*Data supplied:*
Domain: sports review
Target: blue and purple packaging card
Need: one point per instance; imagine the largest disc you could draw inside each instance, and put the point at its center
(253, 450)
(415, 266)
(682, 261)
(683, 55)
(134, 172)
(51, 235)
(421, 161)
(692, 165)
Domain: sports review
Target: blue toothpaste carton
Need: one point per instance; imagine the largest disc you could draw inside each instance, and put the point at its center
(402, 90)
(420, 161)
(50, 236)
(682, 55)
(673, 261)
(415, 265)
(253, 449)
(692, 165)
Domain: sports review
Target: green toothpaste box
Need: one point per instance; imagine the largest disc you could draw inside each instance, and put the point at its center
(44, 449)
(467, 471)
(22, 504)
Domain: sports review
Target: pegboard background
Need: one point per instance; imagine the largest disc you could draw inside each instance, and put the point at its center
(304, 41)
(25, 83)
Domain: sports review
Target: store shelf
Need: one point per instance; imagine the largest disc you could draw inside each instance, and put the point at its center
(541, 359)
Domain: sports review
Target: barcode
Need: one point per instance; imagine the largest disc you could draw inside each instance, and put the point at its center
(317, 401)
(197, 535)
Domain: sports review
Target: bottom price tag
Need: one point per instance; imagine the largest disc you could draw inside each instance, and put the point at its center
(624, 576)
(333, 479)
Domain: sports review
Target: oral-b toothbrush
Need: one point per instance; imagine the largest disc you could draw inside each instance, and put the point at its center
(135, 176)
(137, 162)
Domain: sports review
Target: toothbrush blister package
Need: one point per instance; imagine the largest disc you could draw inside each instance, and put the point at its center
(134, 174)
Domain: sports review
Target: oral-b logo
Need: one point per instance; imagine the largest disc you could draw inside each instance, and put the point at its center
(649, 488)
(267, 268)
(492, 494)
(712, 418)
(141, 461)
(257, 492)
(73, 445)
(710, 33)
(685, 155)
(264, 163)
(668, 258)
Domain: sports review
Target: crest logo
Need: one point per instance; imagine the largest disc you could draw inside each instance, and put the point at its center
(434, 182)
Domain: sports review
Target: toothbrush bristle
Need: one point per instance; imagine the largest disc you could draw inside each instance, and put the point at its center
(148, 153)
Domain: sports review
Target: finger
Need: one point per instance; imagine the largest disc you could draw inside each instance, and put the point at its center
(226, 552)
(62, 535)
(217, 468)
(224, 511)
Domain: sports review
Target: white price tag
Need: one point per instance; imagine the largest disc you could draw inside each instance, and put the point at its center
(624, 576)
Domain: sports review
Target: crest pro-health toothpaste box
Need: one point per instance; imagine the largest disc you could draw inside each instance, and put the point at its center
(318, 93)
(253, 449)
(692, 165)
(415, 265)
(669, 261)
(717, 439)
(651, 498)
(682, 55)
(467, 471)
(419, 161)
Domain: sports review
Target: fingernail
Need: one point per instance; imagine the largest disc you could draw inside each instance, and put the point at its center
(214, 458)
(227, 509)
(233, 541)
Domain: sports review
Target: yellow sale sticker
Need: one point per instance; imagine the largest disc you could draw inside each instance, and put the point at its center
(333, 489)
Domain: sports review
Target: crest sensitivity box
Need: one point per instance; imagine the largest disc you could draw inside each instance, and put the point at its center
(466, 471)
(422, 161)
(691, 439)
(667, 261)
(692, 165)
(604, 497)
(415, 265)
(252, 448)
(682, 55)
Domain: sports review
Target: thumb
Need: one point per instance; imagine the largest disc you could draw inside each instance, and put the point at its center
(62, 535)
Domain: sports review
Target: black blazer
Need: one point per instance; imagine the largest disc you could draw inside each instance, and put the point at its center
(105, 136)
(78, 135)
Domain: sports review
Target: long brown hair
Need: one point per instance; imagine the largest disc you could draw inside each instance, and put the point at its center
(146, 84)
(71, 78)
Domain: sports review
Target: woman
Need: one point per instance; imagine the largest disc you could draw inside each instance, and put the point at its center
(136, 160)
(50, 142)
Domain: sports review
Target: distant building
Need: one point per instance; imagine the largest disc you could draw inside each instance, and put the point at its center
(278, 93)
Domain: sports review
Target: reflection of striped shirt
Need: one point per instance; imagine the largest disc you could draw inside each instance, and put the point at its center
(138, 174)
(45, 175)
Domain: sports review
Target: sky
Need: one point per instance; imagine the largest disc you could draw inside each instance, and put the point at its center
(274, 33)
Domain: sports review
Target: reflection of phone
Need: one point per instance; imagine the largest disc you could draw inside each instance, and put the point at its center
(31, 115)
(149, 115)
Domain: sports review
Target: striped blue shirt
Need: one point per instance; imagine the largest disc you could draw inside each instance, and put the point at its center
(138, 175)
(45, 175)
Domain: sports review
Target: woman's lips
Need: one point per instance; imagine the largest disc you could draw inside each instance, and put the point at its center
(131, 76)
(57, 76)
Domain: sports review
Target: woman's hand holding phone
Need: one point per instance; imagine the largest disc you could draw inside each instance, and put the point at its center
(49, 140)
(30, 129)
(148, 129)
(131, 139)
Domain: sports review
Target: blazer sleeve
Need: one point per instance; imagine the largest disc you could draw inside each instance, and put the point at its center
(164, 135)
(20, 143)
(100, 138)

*Assignment:*
Every line of the material above that includes the string "logo" is required.

*Output for this exercise:*
Target: oral-b logo
Target: crest logo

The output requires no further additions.